The entire listing below needs to be transcribed word for word.
----- Records for the task
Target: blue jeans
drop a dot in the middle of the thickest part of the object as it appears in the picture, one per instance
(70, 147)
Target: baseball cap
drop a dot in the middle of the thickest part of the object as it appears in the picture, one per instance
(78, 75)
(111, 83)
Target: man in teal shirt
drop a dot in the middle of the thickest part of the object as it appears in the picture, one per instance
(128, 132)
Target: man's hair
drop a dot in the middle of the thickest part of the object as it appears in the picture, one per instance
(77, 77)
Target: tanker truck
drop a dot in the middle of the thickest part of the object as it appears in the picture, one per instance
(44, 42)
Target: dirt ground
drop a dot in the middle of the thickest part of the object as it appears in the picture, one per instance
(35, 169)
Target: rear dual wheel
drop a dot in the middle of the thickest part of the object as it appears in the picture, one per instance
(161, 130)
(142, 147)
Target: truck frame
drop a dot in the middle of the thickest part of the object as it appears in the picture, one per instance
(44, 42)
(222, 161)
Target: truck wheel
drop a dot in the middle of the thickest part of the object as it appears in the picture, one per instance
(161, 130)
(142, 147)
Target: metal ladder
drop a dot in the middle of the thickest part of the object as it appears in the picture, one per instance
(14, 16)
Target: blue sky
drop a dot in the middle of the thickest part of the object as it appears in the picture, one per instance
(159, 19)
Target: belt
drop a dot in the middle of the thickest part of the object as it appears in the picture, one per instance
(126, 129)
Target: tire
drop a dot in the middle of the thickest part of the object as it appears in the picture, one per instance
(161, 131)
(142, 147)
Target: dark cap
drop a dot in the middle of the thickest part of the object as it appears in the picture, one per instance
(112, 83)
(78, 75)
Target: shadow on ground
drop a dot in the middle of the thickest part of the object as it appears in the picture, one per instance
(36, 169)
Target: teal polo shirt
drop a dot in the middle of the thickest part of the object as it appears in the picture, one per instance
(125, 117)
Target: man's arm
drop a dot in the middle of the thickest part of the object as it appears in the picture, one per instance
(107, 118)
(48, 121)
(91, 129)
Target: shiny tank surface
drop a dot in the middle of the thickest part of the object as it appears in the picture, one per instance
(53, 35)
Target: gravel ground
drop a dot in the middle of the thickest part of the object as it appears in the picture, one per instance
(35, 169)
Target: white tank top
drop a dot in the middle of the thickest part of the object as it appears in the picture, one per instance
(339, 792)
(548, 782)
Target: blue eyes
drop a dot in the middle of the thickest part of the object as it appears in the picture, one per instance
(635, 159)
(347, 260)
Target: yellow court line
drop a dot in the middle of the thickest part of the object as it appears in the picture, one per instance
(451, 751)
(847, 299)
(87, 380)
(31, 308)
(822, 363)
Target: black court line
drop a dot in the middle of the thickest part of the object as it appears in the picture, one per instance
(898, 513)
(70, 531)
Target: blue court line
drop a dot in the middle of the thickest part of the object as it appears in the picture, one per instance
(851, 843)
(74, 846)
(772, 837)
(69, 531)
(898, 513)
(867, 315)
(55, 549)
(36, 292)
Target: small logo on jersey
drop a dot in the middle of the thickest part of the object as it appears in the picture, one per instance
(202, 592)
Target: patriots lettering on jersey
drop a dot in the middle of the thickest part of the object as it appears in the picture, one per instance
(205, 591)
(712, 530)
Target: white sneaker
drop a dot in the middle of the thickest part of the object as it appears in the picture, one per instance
----------
# Your response
Target: blue jeans
drop a dot in the middle of the thickest part of the object as it appears in the picture, one per instance
(70, 147)
Target: baseball cap
drop a dot in the middle of the thickest part of the object as it appears in the picture, one per instance
(78, 75)
(111, 83)
Target: man in teal shirt
drop a dot in the middle of the thickest part of the object as it appears in the picture, one per instance
(128, 132)
Target: man's hair
drop a dot in the middle of the thickest part of the object as it appears in the picture, one per instance
(77, 77)
Target: tanker truck
drop a dot in the middle of the thickest part of the object as it appears in the picture, one per instance
(44, 42)
Target: dirt ground
drop a dot in the middle of the thickest part of the object as it appears in the picture, one per instance
(35, 169)
Target: rear dual wheel
drop a dot in the middle of the thickest part of the object as it appears in the picture, one per instance
(161, 130)
(142, 147)
Target: truck frame
drop a dot in the middle of the thickest part of the object as it appears in the picture, one per instance
(44, 42)
(222, 161)
Target: truck wheel
drop a dot in the middle of the thickest part of the object as it appears in the picture, one per instance
(161, 130)
(142, 147)
Target: metal ladder
drop a dot in the middle of the thickest part of the object as it appears in the picture, one per instance
(14, 16)
Target: blue sky
drop a dot in the middle of the thickest part of the object as it appears in the picture, one per instance
(159, 19)
Target: belt
drop a dot in the middle of the thickest part of the object as it appears in the picture, one per instance
(126, 129)
Target: tire
drop a dot in the middle of the thickest part of the object as it appears in the picture, one per instance
(161, 131)
(142, 147)
Target: dark cap
drop a dot in the middle of the thickest part of the object as it appears in the picture, one per instance
(112, 83)
(78, 75)
Target: shadow on ground
drop a dot in the middle of the thickest part of the object as it appears in the picture, one per instance
(36, 169)
Target: teal polo shirt
drop a dot in the middle of the thickest part of the object as it appears in the picture, one per instance
(125, 117)
Target: man's arm
drop a dot in the middle of the thickest part of the object as it appears in the picture, one per instance
(107, 118)
(48, 121)
(91, 129)
Target: shiny tank surface
drop a dot in the middle of the thickest part of the object as it appears in the picture, one per instance
(53, 35)
Target: gravel ground
drop a dot in the middle of the thickest part of the object as it appears in the picture, one per instance
(35, 169)
Target: white tank top
drop a dot in the middle of the thickest part of the object as it appears in the picture, one per instance
(339, 792)
(548, 782)
Target: blue eyes
drop a dot in the middle of the thickest part of the object as it appears in the picture, one per instance
(635, 159)
(347, 260)
Target: yellow court line
drop a dot in the middle of the thickest part of the object as it appears in the picture, one per instance
(451, 751)
(847, 299)
(87, 380)
(31, 308)
(822, 363)
Target: black court line
drop a dot in the middle of the thickest part of the object as it appears in the picture, one per instance
(898, 513)
(70, 531)
Target: blue court line
drop a dot in the middle of the thickest part of the object as it appears in the picture, one per instance
(851, 843)
(74, 846)
(772, 837)
(69, 531)
(898, 513)
(867, 315)
(55, 549)
(36, 292)
Target: small logo on jersey
drop a dot in the middle of the thickest part of the object as it appears in the picture, one per instance
(202, 592)
Target: patriots lettering on jersey
drop a dot in the middle of the thickest part of the object as it appears in the picture, one per instance
(205, 591)
(712, 530)
Target: white sneaker
drop a dot in the middle of the thickest part of the object as it appears in the picture, one per instance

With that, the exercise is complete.